[Task inputs — start]
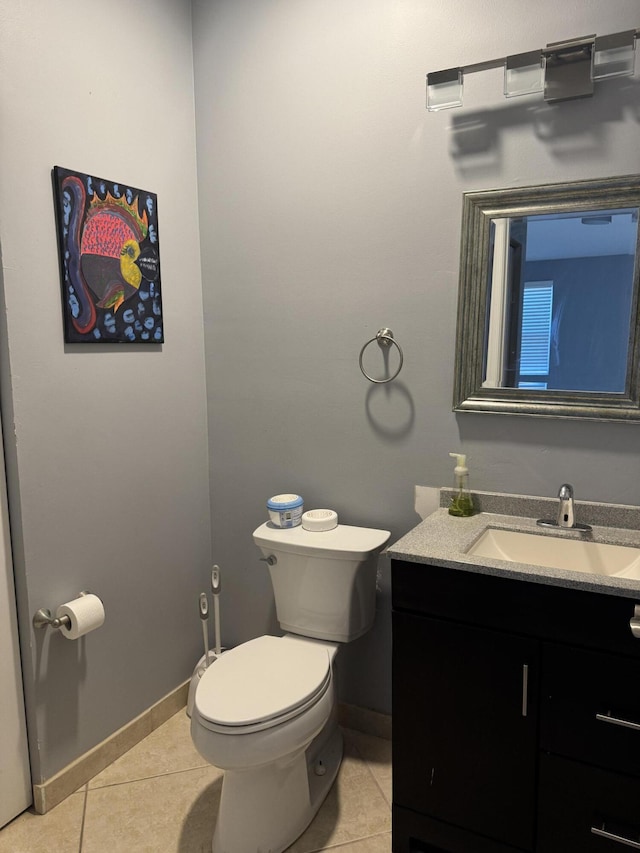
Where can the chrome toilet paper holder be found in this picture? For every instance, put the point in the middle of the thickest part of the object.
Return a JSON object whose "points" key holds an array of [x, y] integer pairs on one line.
{"points": [[44, 618]]}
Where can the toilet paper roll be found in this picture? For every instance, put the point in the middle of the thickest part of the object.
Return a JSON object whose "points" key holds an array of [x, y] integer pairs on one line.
{"points": [[85, 614]]}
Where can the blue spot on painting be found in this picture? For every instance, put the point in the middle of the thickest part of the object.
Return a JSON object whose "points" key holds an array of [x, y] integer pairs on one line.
{"points": [[74, 305]]}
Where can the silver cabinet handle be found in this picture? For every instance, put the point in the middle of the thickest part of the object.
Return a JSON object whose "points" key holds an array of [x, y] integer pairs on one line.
{"points": [[619, 838], [607, 718], [525, 688]]}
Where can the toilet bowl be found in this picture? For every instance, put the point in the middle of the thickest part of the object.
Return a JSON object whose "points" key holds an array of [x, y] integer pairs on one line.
{"points": [[266, 711]]}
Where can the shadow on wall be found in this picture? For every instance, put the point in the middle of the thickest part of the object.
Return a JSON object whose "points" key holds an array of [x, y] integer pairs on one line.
{"points": [[570, 130], [390, 410]]}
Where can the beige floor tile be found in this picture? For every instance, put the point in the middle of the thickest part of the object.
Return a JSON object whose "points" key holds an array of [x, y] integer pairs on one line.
{"points": [[174, 813], [354, 809], [57, 830], [377, 754], [373, 844], [166, 750]]}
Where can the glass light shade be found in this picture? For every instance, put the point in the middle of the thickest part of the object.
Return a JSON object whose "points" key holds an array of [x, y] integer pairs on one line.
{"points": [[614, 55], [524, 74], [444, 89]]}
[Task inputs — finish]
_Your task_
Apart from the pictures, all of the data should be repeated exactly.

_Problem solution_
Where can the chrome toilet paper holder be found in this picture? For every instance, put the point in the middle of the thickest part of the object.
Return a JSON object whose "points" key holds an array of [x, y] integer pairs on one line.
{"points": [[44, 618]]}
Where can the toilet paper roll be found in this picture? For every instance, put the point in the middle of the thickest part of the object.
Return a JSON object whose "points" key holds an array of [x, y] integer pairs on one line.
{"points": [[85, 614]]}
Where can the blue spot on painting be found in this picture? For every instance, put the point in the middle of the thickest part of the object.
Return a JSON object whose "points" key holds an array of [x, y] integer pairs on one line.
{"points": [[74, 305]]}
Where can the silver cabinet handle be found in this picture? For every instance, put the point in the middle of the thickest part of the object.
Return a JSON object whose "points" key holds an array of [x, y] integer pairs on one line.
{"points": [[619, 838], [607, 718], [525, 688]]}
Where can the toilet bowl be found in this picture? For every instance, put the point in the middle of the thickest part of the object.
Return a JSON object whose "points" key holds an array of [x, y] integer pairs on one line.
{"points": [[266, 711]]}
Where can the shadow on wall be found in this picture? For every instance, put the point in the middle of the thickest part of the object.
Return a JSON object whose "points" key holds an array of [x, y] integer pairs on one line.
{"points": [[570, 130], [390, 410]]}
Where can the beige floor tile be found in this picture? For every instance, put the point in the middle of the thickest part of the object.
Return a JSON object whose "points" key holds an array of [x, y] integer pairs on one line.
{"points": [[174, 813], [354, 809], [57, 830], [377, 754], [373, 844], [166, 750]]}
Where can the glass light shade be found in this picture? For every instance, put the point in the middle of the thickest part of the object.
Return a JSON object whose "points" key holds an array of [x, y] integer pairs on one line.
{"points": [[614, 55], [524, 74], [444, 89]]}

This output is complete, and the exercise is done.